### WHAT YOU NEED TO DO
(a) In the passage about the dairy processor lawsuit, how much will Agropur pay to settle?
(b) Copy the passage about the dairy processor lawsuit word for word, from "Have you ever" to "box of gloves.".

### SOURCE DOCUMENT
* * * * * * * * *

Have you ever received a request for an accommodation and instead of granting the minor request fired the person? I sure hope not. But, someone did and that is why the EEOC is telling us about this $79,000 box of gloves.

Dairy Processor Fired Disabled Employee Rather Than Accommodate Her, Federal Agency Charges
Agropur, Inc., a dairy processor and U.S. subsidiary of Canadian-based Agropur Cooperative, will pay $79,000 and provide other relief to settle a federal disability discrimination lawsuit filed by the U.S. Equal Employment Opportunity Commission (EEOC), the agency announced today. The EEOC charged that Agropur violated federal law at its Grand Rapids, Michigan plant by failing to provide an employee with a disability with a reasonable accommodation, which resulted in her discharge.


According to the EEOC’s lawsuit, Agropur refused to accommodate the employee’s severe dyshidrotic eczema, a skin condition. While working for Agropur, the employee learned she was allergic to rubber and plastics. She requested a reasonable accommodation, including the ability to wear a different type of glove while working.

* * * * * * * * *

### SOURCE MATERIAL

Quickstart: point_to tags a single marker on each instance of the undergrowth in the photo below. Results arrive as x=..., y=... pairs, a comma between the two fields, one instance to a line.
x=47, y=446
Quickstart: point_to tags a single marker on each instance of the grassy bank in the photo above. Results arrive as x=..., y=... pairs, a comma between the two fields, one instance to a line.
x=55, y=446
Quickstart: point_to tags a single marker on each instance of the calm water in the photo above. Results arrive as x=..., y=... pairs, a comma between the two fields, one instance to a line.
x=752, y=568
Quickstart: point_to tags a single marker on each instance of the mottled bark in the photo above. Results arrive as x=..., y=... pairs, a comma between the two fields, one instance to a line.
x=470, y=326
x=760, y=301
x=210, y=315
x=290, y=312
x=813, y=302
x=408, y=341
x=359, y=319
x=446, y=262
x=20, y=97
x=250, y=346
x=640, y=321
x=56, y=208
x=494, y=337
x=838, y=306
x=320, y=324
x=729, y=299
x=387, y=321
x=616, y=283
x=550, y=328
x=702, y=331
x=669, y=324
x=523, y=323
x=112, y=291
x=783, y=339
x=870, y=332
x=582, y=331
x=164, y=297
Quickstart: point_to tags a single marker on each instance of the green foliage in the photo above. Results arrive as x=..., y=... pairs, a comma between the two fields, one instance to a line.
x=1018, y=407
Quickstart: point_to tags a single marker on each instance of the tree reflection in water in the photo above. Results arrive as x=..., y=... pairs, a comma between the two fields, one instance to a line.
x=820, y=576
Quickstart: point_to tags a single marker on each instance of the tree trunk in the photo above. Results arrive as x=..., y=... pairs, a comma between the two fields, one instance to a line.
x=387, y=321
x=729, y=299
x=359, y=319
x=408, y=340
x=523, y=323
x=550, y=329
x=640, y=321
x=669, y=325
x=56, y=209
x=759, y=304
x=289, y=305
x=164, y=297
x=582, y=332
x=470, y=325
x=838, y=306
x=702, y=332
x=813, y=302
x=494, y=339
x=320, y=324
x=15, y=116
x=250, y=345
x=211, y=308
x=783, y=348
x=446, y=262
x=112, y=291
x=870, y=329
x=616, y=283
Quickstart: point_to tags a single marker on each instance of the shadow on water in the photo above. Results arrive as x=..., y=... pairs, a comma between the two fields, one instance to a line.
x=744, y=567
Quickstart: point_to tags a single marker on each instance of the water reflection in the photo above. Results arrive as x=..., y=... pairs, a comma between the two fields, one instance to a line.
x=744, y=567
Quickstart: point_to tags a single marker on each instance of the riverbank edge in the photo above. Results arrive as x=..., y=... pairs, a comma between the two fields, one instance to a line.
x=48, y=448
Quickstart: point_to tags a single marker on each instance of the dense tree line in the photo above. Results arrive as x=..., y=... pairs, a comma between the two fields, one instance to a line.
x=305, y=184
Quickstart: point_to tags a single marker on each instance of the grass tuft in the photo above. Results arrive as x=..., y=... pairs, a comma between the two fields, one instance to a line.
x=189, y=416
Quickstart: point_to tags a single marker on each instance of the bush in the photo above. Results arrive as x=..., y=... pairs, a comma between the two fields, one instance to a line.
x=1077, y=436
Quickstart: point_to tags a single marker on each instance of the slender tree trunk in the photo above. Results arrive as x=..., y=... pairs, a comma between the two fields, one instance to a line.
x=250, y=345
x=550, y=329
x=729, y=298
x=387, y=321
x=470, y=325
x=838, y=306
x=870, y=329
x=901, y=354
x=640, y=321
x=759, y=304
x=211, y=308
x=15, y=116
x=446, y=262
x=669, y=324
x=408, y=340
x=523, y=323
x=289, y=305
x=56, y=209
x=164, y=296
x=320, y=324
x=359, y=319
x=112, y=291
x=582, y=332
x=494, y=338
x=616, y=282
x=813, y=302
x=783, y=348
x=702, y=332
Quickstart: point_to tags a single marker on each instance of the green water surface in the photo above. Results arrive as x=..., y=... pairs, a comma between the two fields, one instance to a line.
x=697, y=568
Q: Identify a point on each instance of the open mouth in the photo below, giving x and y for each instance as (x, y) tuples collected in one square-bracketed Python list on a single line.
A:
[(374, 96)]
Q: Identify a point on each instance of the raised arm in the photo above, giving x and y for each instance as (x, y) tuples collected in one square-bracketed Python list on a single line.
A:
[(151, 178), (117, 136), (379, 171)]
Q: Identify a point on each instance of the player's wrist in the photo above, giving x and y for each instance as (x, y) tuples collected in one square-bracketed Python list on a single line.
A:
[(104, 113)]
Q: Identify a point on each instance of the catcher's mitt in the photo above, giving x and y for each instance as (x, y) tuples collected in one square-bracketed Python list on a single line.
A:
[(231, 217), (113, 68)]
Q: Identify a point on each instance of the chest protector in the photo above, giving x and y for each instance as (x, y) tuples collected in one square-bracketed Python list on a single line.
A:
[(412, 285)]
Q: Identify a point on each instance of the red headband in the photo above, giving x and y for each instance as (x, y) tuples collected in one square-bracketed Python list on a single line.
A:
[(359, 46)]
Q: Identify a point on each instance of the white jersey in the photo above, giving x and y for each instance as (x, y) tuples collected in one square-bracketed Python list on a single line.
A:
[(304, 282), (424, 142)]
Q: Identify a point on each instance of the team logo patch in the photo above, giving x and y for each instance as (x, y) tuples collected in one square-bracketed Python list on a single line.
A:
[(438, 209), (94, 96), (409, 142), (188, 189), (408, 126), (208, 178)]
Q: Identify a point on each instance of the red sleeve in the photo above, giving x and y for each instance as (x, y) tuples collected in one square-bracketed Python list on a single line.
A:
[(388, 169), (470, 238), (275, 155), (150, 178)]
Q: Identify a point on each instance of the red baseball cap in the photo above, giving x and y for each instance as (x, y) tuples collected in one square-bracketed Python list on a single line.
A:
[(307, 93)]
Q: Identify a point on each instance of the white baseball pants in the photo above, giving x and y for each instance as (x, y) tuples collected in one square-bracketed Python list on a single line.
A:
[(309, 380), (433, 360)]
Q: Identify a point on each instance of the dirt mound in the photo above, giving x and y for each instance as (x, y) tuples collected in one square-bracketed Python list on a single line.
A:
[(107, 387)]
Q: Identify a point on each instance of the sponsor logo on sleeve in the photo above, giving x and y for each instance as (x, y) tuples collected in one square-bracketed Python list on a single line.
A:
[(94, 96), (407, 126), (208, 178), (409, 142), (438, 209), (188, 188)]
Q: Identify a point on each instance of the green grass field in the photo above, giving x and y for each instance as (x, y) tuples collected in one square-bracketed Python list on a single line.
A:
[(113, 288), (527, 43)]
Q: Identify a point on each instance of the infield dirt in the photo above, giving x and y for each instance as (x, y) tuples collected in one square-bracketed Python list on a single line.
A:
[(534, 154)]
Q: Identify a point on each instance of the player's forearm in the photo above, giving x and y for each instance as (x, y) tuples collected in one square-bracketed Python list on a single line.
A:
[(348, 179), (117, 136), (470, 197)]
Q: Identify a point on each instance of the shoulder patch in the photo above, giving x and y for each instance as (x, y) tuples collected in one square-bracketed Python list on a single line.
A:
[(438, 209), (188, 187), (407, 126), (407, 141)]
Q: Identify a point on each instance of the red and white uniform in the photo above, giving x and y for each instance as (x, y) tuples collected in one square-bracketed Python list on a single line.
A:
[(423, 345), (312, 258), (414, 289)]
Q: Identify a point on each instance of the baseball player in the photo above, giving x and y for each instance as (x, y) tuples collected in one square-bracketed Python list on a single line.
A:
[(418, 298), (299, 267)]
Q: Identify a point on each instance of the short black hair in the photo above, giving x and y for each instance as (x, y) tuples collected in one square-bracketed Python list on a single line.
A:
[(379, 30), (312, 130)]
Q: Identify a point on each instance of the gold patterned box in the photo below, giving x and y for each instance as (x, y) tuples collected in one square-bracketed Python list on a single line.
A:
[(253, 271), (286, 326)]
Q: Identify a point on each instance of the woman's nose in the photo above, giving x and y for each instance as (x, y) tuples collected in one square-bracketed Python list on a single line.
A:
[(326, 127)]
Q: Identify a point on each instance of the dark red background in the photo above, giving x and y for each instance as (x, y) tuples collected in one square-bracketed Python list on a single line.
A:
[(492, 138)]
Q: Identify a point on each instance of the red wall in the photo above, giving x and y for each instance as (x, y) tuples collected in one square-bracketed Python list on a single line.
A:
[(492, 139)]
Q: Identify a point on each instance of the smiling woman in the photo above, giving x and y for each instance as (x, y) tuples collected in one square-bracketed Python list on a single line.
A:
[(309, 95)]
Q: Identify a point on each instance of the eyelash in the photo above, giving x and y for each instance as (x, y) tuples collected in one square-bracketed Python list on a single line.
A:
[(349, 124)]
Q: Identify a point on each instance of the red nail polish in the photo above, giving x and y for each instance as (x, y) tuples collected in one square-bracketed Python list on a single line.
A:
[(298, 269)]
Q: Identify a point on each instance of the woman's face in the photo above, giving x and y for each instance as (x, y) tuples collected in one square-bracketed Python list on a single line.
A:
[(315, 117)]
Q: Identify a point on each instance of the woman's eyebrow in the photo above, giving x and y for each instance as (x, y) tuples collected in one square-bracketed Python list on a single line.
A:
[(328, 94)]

* * * * * * * * *

### ANSWERS PROVIDED
(a) $79,000

(b)
Have you ever received a request for an accommodation and instead of granting the minor request fired the person? I sure hope not. But, someone did and that is why the EEOC is telling us about this $79,000 box of gloves.